### Task instructions
Extract the listing below in full, unchanged.
─── Stored records ───
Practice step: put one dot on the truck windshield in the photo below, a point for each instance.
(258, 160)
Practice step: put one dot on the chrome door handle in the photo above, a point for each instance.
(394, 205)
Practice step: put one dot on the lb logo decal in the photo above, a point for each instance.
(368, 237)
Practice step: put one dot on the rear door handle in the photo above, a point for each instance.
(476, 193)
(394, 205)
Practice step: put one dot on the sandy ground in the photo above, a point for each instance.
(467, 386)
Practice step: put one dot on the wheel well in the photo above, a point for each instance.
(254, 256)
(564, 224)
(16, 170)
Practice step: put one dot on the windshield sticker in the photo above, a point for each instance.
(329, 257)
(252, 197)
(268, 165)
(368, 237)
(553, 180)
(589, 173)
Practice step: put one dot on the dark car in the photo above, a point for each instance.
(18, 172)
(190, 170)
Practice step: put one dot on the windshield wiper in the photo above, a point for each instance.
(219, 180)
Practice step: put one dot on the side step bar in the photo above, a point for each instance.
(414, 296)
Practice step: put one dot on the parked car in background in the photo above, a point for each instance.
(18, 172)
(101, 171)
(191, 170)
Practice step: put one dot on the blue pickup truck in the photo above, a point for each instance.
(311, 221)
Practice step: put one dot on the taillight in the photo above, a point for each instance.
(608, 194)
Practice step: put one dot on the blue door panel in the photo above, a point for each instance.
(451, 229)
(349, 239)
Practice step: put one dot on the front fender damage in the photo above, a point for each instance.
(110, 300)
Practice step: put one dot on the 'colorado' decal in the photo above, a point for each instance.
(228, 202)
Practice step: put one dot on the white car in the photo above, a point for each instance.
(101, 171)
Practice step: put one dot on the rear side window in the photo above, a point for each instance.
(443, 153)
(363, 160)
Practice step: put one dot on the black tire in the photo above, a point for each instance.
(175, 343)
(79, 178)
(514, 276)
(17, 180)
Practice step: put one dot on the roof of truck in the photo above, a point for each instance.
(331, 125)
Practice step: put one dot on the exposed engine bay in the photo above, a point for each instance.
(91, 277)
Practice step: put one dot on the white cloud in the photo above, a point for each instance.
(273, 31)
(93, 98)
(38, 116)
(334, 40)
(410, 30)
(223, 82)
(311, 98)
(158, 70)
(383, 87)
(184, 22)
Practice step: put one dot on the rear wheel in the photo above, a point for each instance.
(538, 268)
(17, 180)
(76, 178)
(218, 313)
───
### Answer to this exercise
Practice step: put one dot on the truck windshield in the photo below, a point for each instance.
(258, 160)
Practice step: put one dot on the chrome door handle in the photo above, a point for each instance.
(394, 205)
Practice step: put one dot on the lb logo decal in the photo above, a point for each instance.
(368, 237)
Practice step: put one dot on the rear door handle in the photo above, a point for each instance.
(476, 193)
(394, 205)
Practice step: put one dot on the sandy ground in the photo above, a point for each instance.
(467, 386)
Practice step: put one dot on the wheel well in the photo above, a point for each instance.
(254, 256)
(564, 224)
(16, 170)
Practice step: put one dot on the windshield sticker in the photo above, a point for each instance.
(329, 257)
(252, 197)
(268, 165)
(368, 237)
(553, 180)
(589, 173)
Practice step: put one dot on the dark car in the photo above, a point for each instance.
(18, 172)
(190, 170)
Practice step: put one dot on the windshield wiper in the photo above, a point for each instance.
(219, 180)
Practice step: put one dot on the side step bar in the photo above, a point for each instance.
(414, 296)
Practice step: put one dot on the parked car in background in the photo above, a point for each instance.
(18, 172)
(101, 171)
(191, 170)
Practice step: put one dot on the blue pickup truck in the photo above, a point for each instance.
(311, 221)
Practice step: put one dot on the taillight in the photo above, a point for each instance.
(608, 194)
Practice step: put one dot on the blue door panel in the photo above, a point for each instance.
(451, 229)
(349, 239)
Practice step: put one dot on the front fender damage in the photo above, a point for each instance.
(110, 300)
Practice step: put one dot on the 'colorado' decal in the photo above, a point for each instance.
(228, 202)
Practice step: put one dot on the white car in the photo above, a point for each instance.
(101, 171)
Practice step: put one dot on the rear side window in the photo above, a point for each instance.
(443, 153)
(363, 160)
Practice step: put one dot on the black tire in the photo above, a point for each instance.
(175, 343)
(79, 178)
(514, 276)
(17, 180)
Practice step: put one dot on the roof of truck in the photo above, a point for each instance.
(331, 125)
Practice step: put one dot on the exposed engine bay in the photo above, a point for each instance.
(91, 277)
Practice step: put one dot on the white cloud in the photo above, a point for each instance.
(273, 31)
(93, 98)
(38, 116)
(334, 40)
(410, 30)
(223, 82)
(311, 98)
(158, 70)
(383, 87)
(184, 22)
Practice step: put one dot on the rear wheel in the photo above, a point for each instance.
(538, 268)
(17, 180)
(76, 178)
(218, 313)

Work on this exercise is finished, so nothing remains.